• [EXCERPTED TEXT]:
**********

1. A sand bag filler device attachment for commercially available vacuum trucks with conveyor-ramps comprised of an elbow pipe connected to suction housing of the truck that vacuums source material, this instance sand, through a vacuum arm. The elbow pipe is fastened at it's base by a feed shaft that receives a pre-determined amount of sand.

2. The sand bag filler device attachment of claim 2 has hydraulic intake an outtake tubes that are attached to the side of the elbow pipe by bolts and clamps that have hydraulic fluid inside(not shown).

3. The sand bag filler device attachment of claim 3 has the hydraulic intake and outtake tubes of claim 2 fastened to intake and outtake regulators that control the amount of hydraulic pressure fluid and joined to the intake and outtake tubes of claim 2 by connectors.

4. The sand bag filler device attachment of claim 4 has the intake and outtake regulators of claim 3 fastened to wheel intake and outtake tubes by connectors that receive the hydraulic pressure fluid that has been regulated.

5. The sand bag filler device attachment of claim 5 has wheel intake and outtake tubes of claim 4 are connected to the drive wheel by connectors and receive the controlled hydraulic fluid that spins the drive wheel in a clockwise or counterclockwise rotation around the drive wheel axle.

6. The sand bag filler device attachment of claim 6 has the drive wheel of claim 5 atop the track wheel (track wheel and drive wheel are gear wheels)and when the drive wheel spins it's rotation causes the track wheel sp ig along the track axle to spin, counter-clockwise when regulated intake fluid is sent to the wheel intake tube and clockwise when regulated outtake fluid is received from the wheel outtake tube.

**********

• [Named-object pointing entries]:
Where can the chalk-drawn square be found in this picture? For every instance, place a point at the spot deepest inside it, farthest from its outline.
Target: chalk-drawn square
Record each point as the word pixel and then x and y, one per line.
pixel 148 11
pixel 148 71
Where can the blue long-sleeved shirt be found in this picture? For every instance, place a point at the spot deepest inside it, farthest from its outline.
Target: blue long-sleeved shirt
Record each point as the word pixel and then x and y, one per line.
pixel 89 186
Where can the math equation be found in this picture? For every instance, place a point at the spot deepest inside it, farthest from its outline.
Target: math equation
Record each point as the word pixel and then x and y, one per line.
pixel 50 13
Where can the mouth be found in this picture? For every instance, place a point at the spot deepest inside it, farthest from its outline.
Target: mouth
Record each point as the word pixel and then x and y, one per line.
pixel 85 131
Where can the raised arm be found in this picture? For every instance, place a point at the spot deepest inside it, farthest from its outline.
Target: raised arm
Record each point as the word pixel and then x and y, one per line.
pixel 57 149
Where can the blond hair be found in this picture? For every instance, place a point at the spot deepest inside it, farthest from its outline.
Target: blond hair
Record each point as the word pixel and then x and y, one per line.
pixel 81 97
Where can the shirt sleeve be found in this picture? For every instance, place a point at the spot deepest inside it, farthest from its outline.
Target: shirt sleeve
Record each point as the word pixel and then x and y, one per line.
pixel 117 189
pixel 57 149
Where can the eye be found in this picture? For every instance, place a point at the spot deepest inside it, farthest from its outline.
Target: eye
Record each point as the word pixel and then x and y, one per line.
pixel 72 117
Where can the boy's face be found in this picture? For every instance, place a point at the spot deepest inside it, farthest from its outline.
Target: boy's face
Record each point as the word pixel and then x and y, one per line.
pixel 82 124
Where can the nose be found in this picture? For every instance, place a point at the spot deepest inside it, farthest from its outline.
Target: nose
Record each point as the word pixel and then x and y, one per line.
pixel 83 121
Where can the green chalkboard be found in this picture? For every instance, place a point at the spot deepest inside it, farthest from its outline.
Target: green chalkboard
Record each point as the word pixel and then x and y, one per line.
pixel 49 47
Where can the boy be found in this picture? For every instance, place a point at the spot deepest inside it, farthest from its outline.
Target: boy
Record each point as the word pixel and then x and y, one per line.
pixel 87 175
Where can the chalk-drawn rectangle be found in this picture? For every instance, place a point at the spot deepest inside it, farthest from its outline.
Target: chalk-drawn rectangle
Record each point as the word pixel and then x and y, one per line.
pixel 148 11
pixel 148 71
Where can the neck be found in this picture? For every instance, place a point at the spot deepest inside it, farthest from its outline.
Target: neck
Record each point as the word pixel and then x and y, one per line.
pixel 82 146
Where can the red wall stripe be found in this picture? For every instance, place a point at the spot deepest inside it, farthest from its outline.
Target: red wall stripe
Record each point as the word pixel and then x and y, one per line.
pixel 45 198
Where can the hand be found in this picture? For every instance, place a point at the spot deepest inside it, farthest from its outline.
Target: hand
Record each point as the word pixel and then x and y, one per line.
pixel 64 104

**********

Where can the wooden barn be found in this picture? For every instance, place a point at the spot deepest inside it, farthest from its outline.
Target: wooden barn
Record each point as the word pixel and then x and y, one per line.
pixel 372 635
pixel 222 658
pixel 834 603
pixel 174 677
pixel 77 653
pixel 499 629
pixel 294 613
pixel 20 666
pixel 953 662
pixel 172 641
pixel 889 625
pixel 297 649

**********

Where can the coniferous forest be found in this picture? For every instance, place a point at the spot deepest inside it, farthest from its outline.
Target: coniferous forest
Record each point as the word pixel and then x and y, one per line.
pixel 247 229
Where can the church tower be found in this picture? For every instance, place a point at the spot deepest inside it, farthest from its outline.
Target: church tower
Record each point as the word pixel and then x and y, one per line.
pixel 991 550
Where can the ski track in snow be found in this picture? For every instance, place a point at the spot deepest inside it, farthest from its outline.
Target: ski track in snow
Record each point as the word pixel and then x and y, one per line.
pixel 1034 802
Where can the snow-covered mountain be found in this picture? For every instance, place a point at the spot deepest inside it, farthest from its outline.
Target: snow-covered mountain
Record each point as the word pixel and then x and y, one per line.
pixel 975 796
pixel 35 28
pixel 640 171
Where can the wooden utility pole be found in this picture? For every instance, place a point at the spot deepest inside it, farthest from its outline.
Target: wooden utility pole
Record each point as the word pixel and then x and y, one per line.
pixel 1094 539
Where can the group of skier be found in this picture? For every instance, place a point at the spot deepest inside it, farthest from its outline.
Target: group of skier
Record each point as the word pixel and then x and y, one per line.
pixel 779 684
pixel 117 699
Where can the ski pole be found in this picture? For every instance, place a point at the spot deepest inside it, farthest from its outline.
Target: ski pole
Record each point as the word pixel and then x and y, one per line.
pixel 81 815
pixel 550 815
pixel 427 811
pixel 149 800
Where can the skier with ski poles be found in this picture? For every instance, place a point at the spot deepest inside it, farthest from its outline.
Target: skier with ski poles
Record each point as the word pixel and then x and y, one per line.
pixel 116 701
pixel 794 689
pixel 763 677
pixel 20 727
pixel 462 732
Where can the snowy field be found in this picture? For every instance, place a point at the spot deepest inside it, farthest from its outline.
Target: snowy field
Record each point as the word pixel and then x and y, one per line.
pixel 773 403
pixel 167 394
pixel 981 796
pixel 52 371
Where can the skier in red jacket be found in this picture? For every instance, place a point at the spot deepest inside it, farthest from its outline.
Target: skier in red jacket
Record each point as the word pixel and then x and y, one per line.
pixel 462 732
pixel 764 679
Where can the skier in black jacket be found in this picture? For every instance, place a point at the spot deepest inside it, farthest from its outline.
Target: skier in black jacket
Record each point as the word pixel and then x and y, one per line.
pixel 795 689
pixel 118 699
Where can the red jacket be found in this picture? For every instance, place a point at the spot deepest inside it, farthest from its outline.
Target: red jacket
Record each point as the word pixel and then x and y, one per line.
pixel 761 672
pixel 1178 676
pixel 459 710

**********

• [GIVEN REQUEST A]:
In the rows, starting with the line that contains "Where can the chalk-drawn square" and going on through the line that contains "pixel 72 117", swap "Record each point" for "Write each point" and give those lines again with nothing else changed.
• [GIVEN REQUEST B]:
Extend the sand bag filler claims from where they stop.

• [WRITTEN RESPONSE A]:
Where can the chalk-drawn square be found in this picture? For every instance, place a point at the spot deepest inside it, farthest from its outline.
Target: chalk-drawn square
Write each point as the word pixel and then x and y, one per line.
pixel 148 11
pixel 148 71
Where can the blue long-sleeved shirt be found in this picture? For every instance, place a point at the spot deepest inside it, farthest from its outline.
Target: blue long-sleeved shirt
Write each point as the word pixel and then x and y, one per line.
pixel 89 186
Where can the math equation be found in this picture? For every instance, place a point at the spot deepest inside it, farthest from its outline.
Target: math equation
Write each point as the word pixel and then x and y, one per line.
pixel 50 13
Where can the mouth be found in this picture? For every instance, place a point at the spot deepest inside it, farthest from its outline.
Target: mouth
Write each point as the word pixel and then x and y, one per line.
pixel 85 131
Where can the raised arm be found in this picture? For every instance, place a point at the spot deepest inside it, farthest from its outline.
Target: raised arm
Write each point as the word pixel and then x and y, one per line.
pixel 57 149
Where can the blond hair be found in this picture? For every instance, place a point at the spot deepest inside it, farthest from its outline.
Target: blond hair
Write each point as the word pixel and then x and y, one per line.
pixel 81 97
Where can the shirt sleeve be found in this picture? For every instance, place a point at the spot deepest inside it, farthest from its outline.
Target: shirt sleeve
Write each point as the word pixel and then x and y, one per line.
pixel 117 189
pixel 57 149
Where can the eye be found in this picture? For every instance, place a point at the spot deepest inside it, farthest from its outline.
Target: eye
Write each point as the word pixel and then x and y, one per line.
pixel 72 117

• [WRITTEN RESPONSE B]:
7. The sand bag filler device attachment of claim 7 has the track wheel of claim 6 aligned to the mouth shaft that has a track(not shown)that the track wheel travels to drive the mouth shaft up when the track wheel spins in a clockwise direction and sends the mouth shaft in an up direction.

8. The sand bag filler device attachment of claim 8 has the mouth shaft of claim 7 piston up to meet the feed tube that has the source material, this instance sand, in a pre-determined amount.

9. The sand bag filler device attachment of claim 9 has feed tube of claim 8 feed pre-determined amount of source material, this instance sand, to the mouth shaft that the feed tube is inserted inside, with the mouth shaft capable of sliding or piston up and down the feed shaft with the source sand material.

10. The sand bag filler device attachment of claim 10 has the mouth shaft of claim 9 with the pre-determined amount of source sand coursing through the mouth shaft to the mouth housing that the mouth shaft is inserted inside and it also has the capability to piston up and down inside of the mouth housing.

11. The sand bag filler device attachment of claim 11 has the mouth shaft of claim 10 with the base of the mouth shaft becoming the filler mouth.

12. The sand bag filler device attachment of claim 12 has the filler mouth of claim 11 in position of filler doors, which comprise the base of the mouth housing.

13. The sand bag filler device attachment of claim 13 has the filler doors of claim 12 above the empty bag to be filled with source sand that has been received from the mouth shaft and coursing down to filler mouth.

14. The sand bag filler device attachment of claim 14 has the filler doors of claim 13 open the top of the empty bag and when open the doors expose the filler mouth that is inserted into the open bag to deposit pre-determined amount of source sand.

15. The sand bag filler device attachment of claim 15 has the empty bag that has been filled by filler mouth of claim 14; and these bags can be transported by track or spring loaded in multiples awaiting to be positioned to be filled by the filler mouth of claim 11.

16. The sand bag filler device attachment of claim 1 that is attached to a commercially available vacuum truck with conveyor-ramps that receives the filled bag of claim 14 to deport outside the vehicle for placement.

17. The sand bag filler device attachment of claim 17 with the completed bags traversing the conveyor-ramp of claim 16 with the outside controls of the conveyor-ramp raising or lowering the conveyor-ramp, or being able to swivel left or to the right for the bag placement.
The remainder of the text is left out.